● Job
Pick out each line in the rows below that contains the word "bride" and copy it in full.

● Records provided
* BEGIN *

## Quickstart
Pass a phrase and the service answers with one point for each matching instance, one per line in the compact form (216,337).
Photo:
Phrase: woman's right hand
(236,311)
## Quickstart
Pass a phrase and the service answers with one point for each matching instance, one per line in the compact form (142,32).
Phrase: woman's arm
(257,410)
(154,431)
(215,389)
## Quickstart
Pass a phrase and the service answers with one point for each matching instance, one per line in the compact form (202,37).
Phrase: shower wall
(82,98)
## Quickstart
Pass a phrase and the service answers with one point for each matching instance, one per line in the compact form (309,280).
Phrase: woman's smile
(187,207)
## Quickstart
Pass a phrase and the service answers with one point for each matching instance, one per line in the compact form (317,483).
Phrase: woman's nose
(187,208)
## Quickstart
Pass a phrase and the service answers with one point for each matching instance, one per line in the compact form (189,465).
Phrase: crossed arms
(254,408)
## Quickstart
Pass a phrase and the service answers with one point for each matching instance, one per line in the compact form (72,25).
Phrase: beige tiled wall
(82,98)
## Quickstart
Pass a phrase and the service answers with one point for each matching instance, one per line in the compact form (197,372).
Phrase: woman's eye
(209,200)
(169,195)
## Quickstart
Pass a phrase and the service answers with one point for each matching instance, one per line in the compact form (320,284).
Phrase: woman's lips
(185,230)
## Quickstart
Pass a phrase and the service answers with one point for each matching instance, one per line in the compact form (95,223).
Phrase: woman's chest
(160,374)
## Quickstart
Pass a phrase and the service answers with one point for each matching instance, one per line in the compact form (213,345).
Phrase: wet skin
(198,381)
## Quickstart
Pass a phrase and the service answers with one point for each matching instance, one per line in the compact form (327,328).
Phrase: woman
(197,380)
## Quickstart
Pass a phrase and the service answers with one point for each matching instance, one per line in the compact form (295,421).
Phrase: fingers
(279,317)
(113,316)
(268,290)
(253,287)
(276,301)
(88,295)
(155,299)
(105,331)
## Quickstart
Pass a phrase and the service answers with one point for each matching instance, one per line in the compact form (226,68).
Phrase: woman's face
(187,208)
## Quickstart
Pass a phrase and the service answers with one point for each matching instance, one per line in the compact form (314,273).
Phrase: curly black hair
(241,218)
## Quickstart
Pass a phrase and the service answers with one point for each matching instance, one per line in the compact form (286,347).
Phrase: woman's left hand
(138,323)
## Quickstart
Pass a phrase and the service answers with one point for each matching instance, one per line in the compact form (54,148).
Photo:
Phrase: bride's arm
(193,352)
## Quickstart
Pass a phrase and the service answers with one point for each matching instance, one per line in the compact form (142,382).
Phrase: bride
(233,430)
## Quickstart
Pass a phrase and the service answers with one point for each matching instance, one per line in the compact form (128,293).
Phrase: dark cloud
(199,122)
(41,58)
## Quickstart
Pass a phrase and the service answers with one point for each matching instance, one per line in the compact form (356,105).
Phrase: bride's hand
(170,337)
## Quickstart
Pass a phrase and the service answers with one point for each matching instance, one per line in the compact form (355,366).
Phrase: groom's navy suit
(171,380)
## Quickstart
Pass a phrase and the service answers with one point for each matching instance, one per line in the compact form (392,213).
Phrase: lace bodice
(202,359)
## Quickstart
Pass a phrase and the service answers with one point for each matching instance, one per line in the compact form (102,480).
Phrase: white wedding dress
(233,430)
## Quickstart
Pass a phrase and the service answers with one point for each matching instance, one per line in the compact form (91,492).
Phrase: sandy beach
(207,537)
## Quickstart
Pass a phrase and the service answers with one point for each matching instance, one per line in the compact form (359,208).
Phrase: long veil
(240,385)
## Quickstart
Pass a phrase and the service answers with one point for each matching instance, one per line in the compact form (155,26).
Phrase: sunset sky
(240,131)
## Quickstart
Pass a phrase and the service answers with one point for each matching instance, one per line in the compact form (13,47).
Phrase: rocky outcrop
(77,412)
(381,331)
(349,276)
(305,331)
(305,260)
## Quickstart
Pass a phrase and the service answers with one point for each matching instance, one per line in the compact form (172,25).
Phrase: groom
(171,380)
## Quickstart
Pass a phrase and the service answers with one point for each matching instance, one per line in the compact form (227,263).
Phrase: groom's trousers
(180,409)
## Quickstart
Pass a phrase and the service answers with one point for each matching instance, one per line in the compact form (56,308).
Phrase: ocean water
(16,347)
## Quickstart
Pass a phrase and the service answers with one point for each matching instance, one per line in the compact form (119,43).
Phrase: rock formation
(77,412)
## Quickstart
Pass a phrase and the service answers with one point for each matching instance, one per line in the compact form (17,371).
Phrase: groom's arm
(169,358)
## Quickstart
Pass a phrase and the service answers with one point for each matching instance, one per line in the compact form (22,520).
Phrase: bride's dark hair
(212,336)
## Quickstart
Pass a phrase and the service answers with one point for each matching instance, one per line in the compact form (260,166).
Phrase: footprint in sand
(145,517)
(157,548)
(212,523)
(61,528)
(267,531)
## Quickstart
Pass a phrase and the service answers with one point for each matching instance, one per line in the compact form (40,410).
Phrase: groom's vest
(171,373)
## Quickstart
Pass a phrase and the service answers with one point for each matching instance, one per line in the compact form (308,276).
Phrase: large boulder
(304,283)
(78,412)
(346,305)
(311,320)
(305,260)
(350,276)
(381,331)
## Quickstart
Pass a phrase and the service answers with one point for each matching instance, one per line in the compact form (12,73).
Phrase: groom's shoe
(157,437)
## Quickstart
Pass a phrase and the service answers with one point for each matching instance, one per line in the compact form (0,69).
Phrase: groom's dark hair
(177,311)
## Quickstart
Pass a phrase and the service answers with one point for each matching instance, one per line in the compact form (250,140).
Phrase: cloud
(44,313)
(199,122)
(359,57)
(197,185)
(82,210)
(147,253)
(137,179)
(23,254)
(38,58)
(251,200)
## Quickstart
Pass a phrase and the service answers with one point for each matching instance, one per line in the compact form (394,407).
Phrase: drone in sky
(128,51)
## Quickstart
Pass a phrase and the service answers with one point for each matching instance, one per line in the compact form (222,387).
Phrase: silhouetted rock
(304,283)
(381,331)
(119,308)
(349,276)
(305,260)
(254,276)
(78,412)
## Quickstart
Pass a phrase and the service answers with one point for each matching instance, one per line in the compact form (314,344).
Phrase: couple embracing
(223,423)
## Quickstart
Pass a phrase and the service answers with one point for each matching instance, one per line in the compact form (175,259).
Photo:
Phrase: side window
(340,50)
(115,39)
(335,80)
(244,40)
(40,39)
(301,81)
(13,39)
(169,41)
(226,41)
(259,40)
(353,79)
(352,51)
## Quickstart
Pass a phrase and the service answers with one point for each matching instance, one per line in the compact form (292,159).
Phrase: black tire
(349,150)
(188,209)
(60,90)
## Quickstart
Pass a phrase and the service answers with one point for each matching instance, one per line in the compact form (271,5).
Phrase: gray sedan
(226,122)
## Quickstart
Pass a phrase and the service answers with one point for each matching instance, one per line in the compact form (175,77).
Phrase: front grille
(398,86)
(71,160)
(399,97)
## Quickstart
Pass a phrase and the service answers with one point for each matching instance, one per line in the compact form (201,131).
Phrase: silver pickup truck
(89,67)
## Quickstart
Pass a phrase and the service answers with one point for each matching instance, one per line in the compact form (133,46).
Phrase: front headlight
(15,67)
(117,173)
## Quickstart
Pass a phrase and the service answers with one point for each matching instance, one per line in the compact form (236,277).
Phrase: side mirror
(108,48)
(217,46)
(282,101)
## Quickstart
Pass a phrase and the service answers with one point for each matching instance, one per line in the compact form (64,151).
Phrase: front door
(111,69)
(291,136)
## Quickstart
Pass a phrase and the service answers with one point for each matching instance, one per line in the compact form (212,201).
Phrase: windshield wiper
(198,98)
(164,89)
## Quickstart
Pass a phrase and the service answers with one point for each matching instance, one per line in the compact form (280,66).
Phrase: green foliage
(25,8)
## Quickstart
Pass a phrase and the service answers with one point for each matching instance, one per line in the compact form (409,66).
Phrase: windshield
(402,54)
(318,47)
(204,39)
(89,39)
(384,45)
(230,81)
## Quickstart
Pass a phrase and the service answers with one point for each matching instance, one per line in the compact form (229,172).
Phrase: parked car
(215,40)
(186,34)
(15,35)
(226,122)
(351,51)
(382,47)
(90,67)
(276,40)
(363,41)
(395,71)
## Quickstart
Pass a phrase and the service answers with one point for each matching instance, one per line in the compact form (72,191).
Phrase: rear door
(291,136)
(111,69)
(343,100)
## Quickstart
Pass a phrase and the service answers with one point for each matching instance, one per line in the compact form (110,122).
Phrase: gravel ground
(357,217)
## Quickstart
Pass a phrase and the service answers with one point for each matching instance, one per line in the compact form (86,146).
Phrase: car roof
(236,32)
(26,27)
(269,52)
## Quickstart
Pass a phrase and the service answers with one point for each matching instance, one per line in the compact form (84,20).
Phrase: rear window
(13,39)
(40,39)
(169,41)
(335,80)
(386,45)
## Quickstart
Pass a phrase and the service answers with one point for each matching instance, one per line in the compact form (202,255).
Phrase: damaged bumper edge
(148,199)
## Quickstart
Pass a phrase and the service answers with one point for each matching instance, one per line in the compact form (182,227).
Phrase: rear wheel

* END *

● Final result
Phrase: bride's arm
Phrase: bride
Phrase: bride's hand
Phrase: bride's dark hair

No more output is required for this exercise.